[[ EXTRACT TO READ open ]]
CATable 1.0 (Top right) and CATable 2.0 are designed by Ruan Hao as a second home for cats, with many inbuilt crevices in which the pets can play, crouch or sleep.[Photo/Provided to China Daily]
Architect designs furniture to help you stay close to your pet, Lin Qi reports.
Cat lovers, your beloved fluffy companions could stay by your side while you work, thanks to home furniture designed by Hangzhou-based architect Ruan Hao.
Calling it CATable, Ruan, 30, got a lot of attention when an online video of his concept desk went viral.
Other than serving as a workplace for owners, CATable can become a second home for cats, with its many inbuilt crevices in which the pets can play, crouch or sleep.
But Ruan doesn’t reveal when the CATable will be on the market in China, saying it is a “business secret”. His team may also be thinking of a future series of such tables.
“Right now we don’t know exactly what we will attempt to create. But we promise that it will be as interesting as CATable.”
Ruan, a cat owner who founded LYCS Architecture in 2010, has several awards to his credit for designing schools, commercial compounds and office interiors. The idea for CATable came to him when he was thinking of ways to change the look of a normal table. He wanted to make space for the pleasure of both owners and their cats, and found that adding drawers wasn’t the solution.
“When someone sits by a desk, the distance between the surface and the person’s lap is about 20 centimeters. The space in between can be transformed into a ‘room’ of fun,” Ruan tells China Daily.
He describes the relationship between an owner and his or her cat as subtle.
“You want to spend as much time with your cat as possible. But when you need to get back to work or study, and push your cat away from your lap, it’s an emotional moment.”
[[ EXTRACT TO READ closed ]]
[[ SOURCE DATA open ]]
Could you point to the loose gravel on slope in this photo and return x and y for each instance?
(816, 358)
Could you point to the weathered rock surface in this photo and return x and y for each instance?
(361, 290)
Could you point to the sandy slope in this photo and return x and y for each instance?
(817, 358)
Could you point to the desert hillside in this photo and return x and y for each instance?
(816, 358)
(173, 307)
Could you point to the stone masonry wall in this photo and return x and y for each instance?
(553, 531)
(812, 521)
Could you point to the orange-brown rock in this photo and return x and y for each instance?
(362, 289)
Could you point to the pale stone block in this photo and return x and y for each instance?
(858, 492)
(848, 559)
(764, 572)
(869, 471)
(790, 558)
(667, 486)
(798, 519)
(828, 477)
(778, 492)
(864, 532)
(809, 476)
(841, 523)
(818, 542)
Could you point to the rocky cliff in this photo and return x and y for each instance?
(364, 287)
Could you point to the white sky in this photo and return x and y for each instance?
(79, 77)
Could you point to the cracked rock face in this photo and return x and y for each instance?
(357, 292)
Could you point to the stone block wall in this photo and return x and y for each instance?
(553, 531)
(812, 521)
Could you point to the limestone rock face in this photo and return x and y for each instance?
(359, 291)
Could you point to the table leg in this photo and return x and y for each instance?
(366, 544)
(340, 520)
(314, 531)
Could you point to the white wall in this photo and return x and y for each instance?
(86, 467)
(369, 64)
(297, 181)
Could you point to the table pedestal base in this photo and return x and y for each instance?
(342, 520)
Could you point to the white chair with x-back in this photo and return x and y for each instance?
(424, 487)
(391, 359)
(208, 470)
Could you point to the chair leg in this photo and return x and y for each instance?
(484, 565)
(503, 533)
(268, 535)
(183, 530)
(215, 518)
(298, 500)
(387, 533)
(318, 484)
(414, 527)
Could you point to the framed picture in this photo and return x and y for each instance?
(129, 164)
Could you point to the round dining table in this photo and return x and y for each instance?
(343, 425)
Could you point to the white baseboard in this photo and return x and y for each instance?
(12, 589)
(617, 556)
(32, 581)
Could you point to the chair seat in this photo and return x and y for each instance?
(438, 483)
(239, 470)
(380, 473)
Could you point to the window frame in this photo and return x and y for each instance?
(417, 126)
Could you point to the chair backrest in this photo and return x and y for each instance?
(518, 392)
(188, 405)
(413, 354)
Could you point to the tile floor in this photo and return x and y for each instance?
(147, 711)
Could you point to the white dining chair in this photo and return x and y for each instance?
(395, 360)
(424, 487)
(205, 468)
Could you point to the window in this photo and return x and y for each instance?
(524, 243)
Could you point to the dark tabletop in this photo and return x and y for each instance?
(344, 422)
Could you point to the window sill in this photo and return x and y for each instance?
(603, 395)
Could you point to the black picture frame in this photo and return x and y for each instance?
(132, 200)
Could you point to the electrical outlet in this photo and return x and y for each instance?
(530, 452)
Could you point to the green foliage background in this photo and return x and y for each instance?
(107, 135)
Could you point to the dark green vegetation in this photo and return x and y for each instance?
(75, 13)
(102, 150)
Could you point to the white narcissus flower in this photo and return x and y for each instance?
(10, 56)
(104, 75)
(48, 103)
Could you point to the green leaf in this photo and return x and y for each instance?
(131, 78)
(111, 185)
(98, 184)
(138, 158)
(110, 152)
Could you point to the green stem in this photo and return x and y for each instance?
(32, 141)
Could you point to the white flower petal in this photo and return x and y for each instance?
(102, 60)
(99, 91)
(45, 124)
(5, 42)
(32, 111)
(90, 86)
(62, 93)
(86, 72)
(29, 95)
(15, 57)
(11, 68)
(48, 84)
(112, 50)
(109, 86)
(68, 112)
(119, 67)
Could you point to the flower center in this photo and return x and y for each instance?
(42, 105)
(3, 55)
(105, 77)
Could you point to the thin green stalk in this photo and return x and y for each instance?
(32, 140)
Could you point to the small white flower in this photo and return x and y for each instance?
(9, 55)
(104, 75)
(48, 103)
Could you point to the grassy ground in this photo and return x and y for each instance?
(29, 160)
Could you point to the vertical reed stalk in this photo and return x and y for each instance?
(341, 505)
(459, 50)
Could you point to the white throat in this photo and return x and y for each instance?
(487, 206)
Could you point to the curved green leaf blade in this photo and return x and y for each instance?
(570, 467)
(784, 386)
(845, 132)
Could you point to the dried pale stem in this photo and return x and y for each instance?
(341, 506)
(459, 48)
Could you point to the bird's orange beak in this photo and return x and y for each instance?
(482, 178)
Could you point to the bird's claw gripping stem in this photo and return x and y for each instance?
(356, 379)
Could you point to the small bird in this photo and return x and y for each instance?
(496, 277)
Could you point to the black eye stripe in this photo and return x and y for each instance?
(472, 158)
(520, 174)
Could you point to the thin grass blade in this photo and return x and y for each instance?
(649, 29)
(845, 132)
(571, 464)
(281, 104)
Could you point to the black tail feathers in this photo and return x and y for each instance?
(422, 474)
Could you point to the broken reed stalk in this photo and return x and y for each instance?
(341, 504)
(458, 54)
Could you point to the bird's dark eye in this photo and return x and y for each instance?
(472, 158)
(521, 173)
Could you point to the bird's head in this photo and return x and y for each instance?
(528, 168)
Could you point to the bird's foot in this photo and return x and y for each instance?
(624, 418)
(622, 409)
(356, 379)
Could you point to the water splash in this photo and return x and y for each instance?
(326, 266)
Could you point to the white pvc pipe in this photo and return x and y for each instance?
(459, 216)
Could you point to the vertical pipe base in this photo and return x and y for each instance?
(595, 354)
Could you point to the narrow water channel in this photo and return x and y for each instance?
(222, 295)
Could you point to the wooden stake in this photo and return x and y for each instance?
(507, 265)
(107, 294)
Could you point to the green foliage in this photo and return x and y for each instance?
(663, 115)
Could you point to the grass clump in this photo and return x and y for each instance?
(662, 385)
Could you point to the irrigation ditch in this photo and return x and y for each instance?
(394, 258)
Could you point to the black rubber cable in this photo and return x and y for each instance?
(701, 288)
[[ SOURCE DATA closed ]]
* TASK ITEM A
Condense the paragraph of the CATable article that begins "Ruan, a cat owner who founded" into a bulleted list of its main facts.
* TASK ITEM B
Write the next portion of the CATable article, beginning after its final sentence.

* TASK OUTPUT A
- Ruan, a cat owner, founded LYCS Architecture in 2010.
- He has won several awards for designing schools, commercial compounds and office interiors.
- The idea for CATable came from his search for ways to change the look of a normal table.
- He wanted space that both owners and their cats could enjoy, and he found that adding drawers did not achieve this.

* TASK OUTPUT B
Ruan’s first version CATable 1.0 was difficult to manufacture because the design involved irregular cuts in the wood with which the desk is made. Ruan and his team first made a model with the help of 3-D imaging, and presented a printout to the craftsmen, asking them to carve one desk out of an entire block of wood.
“It doesn’t look good if the table is made up of wooden joints,” Ruan says.
Then carpenters drilled tunnels and pockets into the table and polished every part of it. The process preserves both the natural feel of wood and the sophistication of the handicraft.
Before he designed the CATable, Ruan researched feline behavior. But still, he was nervous when three or four cats were brought to his office to try out the table. He and his team weren’t sure if the cats would venture into the tunnels to play, he says. But they loved the table.
“Cats are agile and have elastic bones. So, it is unlikely that they will get stuck in the table.”
The other benefit of having a cat on your work desk or study table is the ease of cleaning. Cats tend to clean themselves often through the day and the owners can just use a hair dryer to remove fallen fur from the furniture, he adds.
CATable was exhibited at Milan Design Week 2014 along with the works of other Chinese designers.
“The table may cater to only a small group of people right now. But as long as they like it, they will help talk about it to a larger population,” Ruan says.
The table comes in another version.
Earlier this year, Ruan updated the design by creating CATable 2.0. He felt that a cat may get bored with CATable 1.0, just like people lose interest in objects they use daily.
Ruan found inspiration from toy blocks that children spend hours assembling.
CATable 2.0 is made of several wooden cube modules. Each cube, measuring some 40 centimeters in height, has cavities of varying shapes and sizes. People can group the cubes in the same way a child piles up toy blocks. The combinations create different walking routes for cats, and allows owners to turn the units into shelves, desks or other furniture.
“CATable 2.0 is not merely an improvement of 1.0. It has become an open system and users help complete the design. They can rearrange the modules to the utmost,” Ruan says.
“Design has become more cross-disciplinary. Whether we design a building, the interior space or furniture, we are all attesting to users’ emotional needs. We work with shared logic as long as our creation is about the city and life.”